(Natural language region descriptions)
_ _ _ _ _
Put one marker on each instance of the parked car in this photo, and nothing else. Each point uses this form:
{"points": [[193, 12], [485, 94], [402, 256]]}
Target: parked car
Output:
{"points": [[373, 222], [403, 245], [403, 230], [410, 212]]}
_ _ _ _ _
- Required work
Whenever a line in the entries above includes the word "parked", pull that line out.

- Written response
Put one marker on each instance of the parked car in this photo, and nothing else. Each point uses this form:
Target: parked car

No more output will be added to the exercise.